#### [Exercise directions]
Quote every line below, from the one containing "the baby in" down to the one containing "[(179, 163), (349, 255)]", including both of those lines.

#### [Exercise data]
## START

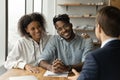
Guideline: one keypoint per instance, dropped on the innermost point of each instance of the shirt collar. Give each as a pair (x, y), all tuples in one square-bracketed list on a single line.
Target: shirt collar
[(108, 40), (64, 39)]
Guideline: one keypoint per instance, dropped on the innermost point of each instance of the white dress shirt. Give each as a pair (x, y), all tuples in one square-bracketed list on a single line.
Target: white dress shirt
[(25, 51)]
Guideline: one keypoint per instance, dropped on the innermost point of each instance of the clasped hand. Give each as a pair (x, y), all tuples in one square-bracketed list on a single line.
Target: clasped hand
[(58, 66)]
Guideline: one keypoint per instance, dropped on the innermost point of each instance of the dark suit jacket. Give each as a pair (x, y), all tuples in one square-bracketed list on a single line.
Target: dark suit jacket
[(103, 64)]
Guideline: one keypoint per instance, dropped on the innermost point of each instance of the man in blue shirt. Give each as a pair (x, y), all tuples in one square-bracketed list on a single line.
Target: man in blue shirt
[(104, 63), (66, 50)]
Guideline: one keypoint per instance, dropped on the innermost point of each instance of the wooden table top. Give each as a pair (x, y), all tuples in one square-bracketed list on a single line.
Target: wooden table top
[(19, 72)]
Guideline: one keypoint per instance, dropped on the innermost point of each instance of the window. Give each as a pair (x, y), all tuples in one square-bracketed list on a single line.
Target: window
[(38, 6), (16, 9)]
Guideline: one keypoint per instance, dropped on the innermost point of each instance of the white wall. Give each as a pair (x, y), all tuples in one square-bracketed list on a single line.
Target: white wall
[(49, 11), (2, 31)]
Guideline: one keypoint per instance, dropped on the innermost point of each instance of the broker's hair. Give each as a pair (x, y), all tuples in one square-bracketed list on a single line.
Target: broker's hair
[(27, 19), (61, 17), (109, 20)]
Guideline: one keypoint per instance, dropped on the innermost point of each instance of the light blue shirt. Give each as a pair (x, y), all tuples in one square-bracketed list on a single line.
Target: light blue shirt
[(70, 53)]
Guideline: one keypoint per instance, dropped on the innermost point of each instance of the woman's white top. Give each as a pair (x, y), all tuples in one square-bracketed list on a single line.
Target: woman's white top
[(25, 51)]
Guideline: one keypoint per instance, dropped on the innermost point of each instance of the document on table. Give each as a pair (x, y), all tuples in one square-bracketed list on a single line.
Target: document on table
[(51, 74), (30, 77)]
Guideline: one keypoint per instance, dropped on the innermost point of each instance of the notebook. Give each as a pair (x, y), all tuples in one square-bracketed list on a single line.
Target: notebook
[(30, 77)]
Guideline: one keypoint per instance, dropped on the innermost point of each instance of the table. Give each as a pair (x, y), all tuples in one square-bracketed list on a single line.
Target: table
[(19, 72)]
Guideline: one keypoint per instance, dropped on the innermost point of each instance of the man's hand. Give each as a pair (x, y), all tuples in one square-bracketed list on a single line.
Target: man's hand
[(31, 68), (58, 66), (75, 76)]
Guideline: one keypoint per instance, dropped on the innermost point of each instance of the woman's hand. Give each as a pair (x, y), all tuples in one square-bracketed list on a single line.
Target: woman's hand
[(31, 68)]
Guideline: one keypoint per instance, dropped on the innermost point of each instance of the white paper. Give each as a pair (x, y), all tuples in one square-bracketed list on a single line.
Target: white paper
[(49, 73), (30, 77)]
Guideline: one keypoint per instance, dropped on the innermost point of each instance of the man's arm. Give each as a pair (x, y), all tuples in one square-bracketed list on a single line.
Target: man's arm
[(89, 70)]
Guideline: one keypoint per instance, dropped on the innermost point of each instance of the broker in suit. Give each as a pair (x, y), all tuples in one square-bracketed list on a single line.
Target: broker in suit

## END
## START

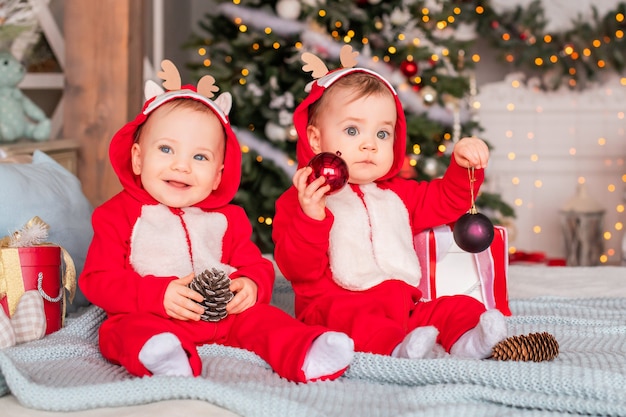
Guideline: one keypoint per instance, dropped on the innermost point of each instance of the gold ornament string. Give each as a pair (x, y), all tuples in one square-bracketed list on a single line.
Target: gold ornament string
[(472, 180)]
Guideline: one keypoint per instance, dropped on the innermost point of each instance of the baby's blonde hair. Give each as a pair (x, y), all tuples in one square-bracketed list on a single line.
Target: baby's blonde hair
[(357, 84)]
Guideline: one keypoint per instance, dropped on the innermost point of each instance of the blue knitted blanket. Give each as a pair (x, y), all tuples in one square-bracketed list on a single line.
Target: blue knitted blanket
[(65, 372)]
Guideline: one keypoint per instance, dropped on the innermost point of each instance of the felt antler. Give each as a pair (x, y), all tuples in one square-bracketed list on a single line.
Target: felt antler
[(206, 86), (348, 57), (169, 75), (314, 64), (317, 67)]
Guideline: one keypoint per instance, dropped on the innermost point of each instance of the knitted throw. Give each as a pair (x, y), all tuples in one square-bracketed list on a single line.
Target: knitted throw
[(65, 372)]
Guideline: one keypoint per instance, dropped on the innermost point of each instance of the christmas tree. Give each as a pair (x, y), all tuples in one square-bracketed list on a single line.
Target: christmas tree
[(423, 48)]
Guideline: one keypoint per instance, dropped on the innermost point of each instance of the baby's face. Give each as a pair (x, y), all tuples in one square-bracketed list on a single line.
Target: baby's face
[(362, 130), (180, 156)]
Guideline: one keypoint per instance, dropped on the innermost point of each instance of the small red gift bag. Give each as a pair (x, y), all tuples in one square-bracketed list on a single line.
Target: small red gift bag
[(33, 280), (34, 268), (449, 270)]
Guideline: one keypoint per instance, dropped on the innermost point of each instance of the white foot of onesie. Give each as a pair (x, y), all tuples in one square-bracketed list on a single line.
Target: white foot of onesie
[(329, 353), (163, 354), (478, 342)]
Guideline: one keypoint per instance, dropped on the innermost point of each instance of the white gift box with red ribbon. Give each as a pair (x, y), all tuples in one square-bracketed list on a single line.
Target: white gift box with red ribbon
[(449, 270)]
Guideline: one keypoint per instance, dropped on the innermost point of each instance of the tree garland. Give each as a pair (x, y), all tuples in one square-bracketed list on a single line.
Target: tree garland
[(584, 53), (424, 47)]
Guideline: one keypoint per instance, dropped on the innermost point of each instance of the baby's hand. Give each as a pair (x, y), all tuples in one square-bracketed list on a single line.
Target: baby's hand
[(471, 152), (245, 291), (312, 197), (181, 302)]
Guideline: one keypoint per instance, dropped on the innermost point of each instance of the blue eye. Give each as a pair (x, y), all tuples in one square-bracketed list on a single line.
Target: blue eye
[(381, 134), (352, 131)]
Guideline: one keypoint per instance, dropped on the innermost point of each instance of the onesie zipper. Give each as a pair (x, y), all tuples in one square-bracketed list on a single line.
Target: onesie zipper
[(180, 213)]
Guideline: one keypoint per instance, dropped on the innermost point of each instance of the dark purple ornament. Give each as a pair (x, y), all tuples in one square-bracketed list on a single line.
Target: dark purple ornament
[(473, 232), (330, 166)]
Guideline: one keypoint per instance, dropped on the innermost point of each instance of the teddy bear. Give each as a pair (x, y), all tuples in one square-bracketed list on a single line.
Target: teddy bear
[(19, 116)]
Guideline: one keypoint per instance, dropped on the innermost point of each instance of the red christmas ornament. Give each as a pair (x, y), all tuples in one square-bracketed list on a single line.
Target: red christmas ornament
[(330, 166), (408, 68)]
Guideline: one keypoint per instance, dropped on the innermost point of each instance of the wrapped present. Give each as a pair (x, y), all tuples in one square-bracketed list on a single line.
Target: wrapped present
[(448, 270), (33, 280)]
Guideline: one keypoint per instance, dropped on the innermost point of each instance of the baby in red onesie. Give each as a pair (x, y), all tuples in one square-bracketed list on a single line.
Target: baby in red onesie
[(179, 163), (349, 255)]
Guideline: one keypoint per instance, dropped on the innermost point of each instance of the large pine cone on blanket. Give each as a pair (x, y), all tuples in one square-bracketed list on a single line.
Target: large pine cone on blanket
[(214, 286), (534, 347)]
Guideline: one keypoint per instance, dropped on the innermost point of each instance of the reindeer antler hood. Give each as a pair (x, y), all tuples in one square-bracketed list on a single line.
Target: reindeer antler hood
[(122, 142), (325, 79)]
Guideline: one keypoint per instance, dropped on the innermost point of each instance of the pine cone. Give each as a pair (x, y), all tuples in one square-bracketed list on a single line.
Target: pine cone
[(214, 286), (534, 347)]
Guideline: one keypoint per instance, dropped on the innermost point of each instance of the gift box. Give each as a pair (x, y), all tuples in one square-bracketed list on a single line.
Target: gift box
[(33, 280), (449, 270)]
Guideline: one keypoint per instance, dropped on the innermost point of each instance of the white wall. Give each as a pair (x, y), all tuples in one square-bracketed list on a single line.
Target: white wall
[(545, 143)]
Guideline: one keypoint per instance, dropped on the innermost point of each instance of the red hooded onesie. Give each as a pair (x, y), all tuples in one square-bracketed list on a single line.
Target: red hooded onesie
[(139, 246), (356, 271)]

## END

#### [Worked answer]
Guideline: one keypoint per instance, dropped on the innermost point of each instance of the baby in red onesie. Give each as a pair (x, y), all tuples in one square-bracketed list on a single line.
Target: baby in red onesie
[(179, 163), (349, 255)]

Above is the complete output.